• _Text segment_:
Attending: Dennis Heimbigner (DH), Sanket Verma (SV), Josh Moore (JM), Davis Bennett (DB), Eric Perlman (EP)

TL;DR:

Updates:

Open agenda (add here 👇🏻):

  • OME Challenge
    • EP: JAX ran into issues for remote access and it's good to point them out and later rectify that
    • EP: Directory list should not be present by default - as it's computation heavy and could hurt your pockets
    • EP: Checking if an object exists before a write could cost us $2k!
    • EP: JZarr is currently being written
    • DH: Any decisions about deleting objects?
    • EP: When you check for existing objects, you have the ability to rewrite them
    • DH: That means you can delete it!
    • DH: NetCDF implements a recursive delete operation
    • EP:
    • DB: If you're inside the array then your metadata would statically define the array and you can easily rewrite it and essentially delete them
    • DH: Having consolidated metadata help in rewriting operations
    • DB: Defining schema and knowing the entire hierarchy has been helpful
    • DH: We have this in NetCDF
    • DB: https://github.com/janelia-cellmap/pydantic-zarr/
  • Endorsing SPEC8 — Securing the release process: https://scientific-python.org/specs/spec-0008/
    • JM: Will need to read this
    • DB: Seems good enough and harmless
  • Endorsing SPEC6 - Keys to the Castle: https://scientific-python.org/specs/spec-0006/
    • JM: Sharing password has been a challenge
  • DB: https://github.com/zarr-developers/zarr-specs/pull/312
    • JM: Need to merge on https://github.com/zarr-developers/governance/pull/44
    • JM and DB: Discussion on how to move forward and defining the scope of the groups involved in the specification changes
    • DH: Diversity defined on the structure of the internal architecture and not programming language implementation

2024-09-18

Attending: Sanket Verma (SV), Gábor Kovács (GB), Davis Bennett (DB), Eric Perlman (EP)

TL;DR:

Updates:

Open agenda (add here 👇🏻):

2024-09-04

Attending: Josh Moore (JM), Dennis Heimbigner (DH), Eric Perlman (EP)

TL;DR:

Updates:

Meeting Minutes:

  • Consolidated v2
    • DH: annex for v2, "officially"/loose recognized (would be a great favor)
    • JM: and if we put it in v3 to say, "this is the former version"?
    • DH: add a forward pointer
    • EP: how many edge cases?
  • Deprecation (DH)
    • JM: No plan to deprecate v2 format (format vs. library)
    • DH: presumably people will use the new library, that will be the "test" of the consolidated metadata.
  • Bugs between implementations (JM)
  • Consolidated v3
    • JM: pushed recently at zarr-python meeting for a spec (and with more design)
    • DH: as soon as it's in the format, then it's not just caching
      • metadata caching prevents multiple reads
    • DH: caching -> "big set of objects, keeping subset in memory"
      • JM: can be re-created? "index"?
      • DH: regardless, have to specify construction any block of JSON
        • could say a subtree looks like some other pre-defined block
    • JM: parameterized MetadataLoader (or "MetadataDriver")
      • DH: that's what I was going to implement anyway
      • DH: like StorageDrivers (not caching) "VirtualAccess"

• _Records_:
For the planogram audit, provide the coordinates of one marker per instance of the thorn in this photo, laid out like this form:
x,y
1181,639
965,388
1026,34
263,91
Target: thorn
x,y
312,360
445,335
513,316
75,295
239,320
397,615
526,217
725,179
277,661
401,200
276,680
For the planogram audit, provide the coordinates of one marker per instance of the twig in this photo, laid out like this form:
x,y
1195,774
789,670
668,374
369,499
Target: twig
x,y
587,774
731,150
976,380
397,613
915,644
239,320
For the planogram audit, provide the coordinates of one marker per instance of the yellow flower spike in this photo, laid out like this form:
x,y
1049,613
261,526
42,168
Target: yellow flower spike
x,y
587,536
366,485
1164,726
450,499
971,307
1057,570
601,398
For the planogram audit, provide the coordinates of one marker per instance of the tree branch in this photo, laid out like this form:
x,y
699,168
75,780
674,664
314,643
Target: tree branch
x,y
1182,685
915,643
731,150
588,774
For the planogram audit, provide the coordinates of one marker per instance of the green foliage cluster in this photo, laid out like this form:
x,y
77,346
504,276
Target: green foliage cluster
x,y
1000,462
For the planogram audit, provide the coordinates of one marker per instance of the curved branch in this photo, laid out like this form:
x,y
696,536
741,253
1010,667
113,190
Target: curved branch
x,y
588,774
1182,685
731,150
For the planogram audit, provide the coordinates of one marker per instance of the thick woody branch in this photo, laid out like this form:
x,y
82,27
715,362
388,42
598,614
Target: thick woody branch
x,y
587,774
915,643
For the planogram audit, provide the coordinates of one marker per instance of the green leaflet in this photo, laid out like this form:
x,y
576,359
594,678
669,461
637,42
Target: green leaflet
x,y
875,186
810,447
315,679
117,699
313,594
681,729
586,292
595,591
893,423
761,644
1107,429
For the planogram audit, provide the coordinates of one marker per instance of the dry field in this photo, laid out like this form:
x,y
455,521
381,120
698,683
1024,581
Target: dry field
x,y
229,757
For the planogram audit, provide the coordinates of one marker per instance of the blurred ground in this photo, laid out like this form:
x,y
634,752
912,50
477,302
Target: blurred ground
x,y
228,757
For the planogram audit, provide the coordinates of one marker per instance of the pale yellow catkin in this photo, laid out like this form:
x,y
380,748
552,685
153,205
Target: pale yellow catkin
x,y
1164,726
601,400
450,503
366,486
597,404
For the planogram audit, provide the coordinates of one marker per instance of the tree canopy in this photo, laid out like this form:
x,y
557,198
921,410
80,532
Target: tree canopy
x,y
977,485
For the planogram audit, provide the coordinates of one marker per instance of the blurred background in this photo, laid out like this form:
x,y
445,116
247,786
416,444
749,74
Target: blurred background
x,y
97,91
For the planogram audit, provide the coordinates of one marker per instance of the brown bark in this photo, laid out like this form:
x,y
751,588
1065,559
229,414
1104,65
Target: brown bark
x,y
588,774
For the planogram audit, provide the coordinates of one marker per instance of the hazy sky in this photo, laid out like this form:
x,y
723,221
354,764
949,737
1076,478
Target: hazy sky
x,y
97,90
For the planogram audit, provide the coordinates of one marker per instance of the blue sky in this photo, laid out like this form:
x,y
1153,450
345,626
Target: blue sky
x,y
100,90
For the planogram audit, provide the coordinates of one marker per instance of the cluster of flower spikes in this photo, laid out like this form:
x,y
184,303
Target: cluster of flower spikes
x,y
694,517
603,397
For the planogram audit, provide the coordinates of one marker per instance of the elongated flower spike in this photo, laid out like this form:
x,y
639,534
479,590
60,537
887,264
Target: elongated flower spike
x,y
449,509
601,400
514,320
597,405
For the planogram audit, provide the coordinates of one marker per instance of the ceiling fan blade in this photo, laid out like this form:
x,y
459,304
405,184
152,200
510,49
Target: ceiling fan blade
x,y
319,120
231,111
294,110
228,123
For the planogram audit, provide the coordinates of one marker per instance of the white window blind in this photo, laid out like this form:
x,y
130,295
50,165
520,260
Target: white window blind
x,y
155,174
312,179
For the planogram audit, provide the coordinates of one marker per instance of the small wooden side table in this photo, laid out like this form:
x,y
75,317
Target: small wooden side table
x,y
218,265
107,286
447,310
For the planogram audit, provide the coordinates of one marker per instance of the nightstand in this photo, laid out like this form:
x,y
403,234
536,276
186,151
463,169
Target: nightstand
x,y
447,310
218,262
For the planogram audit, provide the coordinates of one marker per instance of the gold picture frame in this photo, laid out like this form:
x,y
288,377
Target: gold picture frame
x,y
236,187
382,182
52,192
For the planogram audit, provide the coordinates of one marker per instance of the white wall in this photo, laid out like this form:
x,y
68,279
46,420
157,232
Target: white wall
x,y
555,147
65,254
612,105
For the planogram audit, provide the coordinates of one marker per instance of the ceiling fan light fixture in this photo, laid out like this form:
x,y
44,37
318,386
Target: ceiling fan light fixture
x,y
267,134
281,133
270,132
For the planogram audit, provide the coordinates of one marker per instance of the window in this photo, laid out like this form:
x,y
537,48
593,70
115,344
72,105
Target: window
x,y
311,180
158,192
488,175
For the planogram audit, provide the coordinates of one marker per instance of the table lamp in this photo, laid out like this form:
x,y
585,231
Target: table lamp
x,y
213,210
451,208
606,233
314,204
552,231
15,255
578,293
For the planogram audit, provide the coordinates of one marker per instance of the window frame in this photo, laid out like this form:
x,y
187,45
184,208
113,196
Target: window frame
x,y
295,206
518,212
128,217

• _Problem 1_: According to the Zarr meeting minutes, what could checking whether an object exists before a write cost?
• _Problem 2_: Carry the Zarr meeting minutes forward from their last entry.

• _Expected output 1_: $2k

• _Expected output 2_:
      • DH: but same wave length
      • JM: would like to offload some JSON (speed vs size)
      • DH: should that API do more than read/write the JSON?
        • should it interpret it?
        • "give me key X out of this dictionary"
        • JM: like mongodb or jq queries
        • DH: walk binary without needing to convert down to JSON
      • EP: this gets back to N5 as an API rather than a format
        • logical versus storage
      • DH: netcdf had to support multiple storages as a wrapper (HDF4, HDF5, DAP)
        • essential to have some virtual object/class
        • hammer applied to everything ("common API")
  • EP: https://github.com/zarr-developers/zarr_implementations
    • why didn't that find the codec issues?
    • JM: no v3!
    • EP: hackathon?
    • EP: need mozilla support for HTML things
    • DH: agreed. hugely important
    • JM: As a github action?

2024-08-21

Attending: Eric Perlman (EP) and Sanket Verma (SV)

TL;DR:

Updates:

Open agenda (add here 👇🏻):

  • EP: NGFF challenge to convert V2 data to V3 - EP had a chat with Josh Moore
  • SV and EP: Discussions on Tensorstore, Compressions & Codecs, Microscope vendor software and woes of moving places!

2024-08-07

Attending: Davis Bennett (DB), Eric Perlman (EP), Sanket Verma (SV), Thomas Nicholas (TN)

TL;DR:

Updates:

Open agenda (add here 👇🏻):

  • EP: Discussion about cycling, library and picking up books from library and reading them in the park!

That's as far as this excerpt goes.